== Entries shown

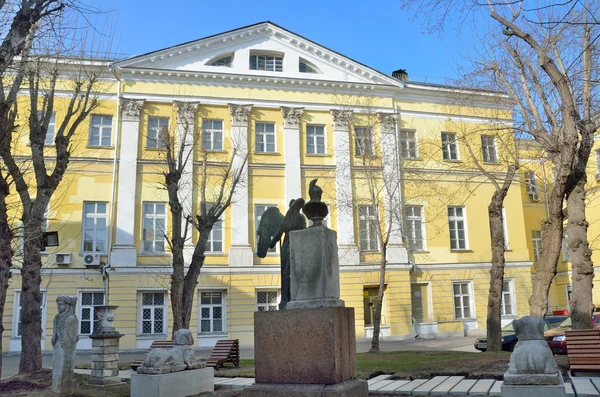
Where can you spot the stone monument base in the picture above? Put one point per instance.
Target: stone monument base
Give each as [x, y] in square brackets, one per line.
[175, 384]
[348, 388]
[533, 389]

====

Task description:
Pictures aren't part of the copy; return each record above exactly.

Written solution:
Where can you spot the stone monument base in the picture above? Put one point per instance.
Target: stone monument base
Give each as [x, y] in square brackets, one per line.
[175, 384]
[348, 388]
[533, 389]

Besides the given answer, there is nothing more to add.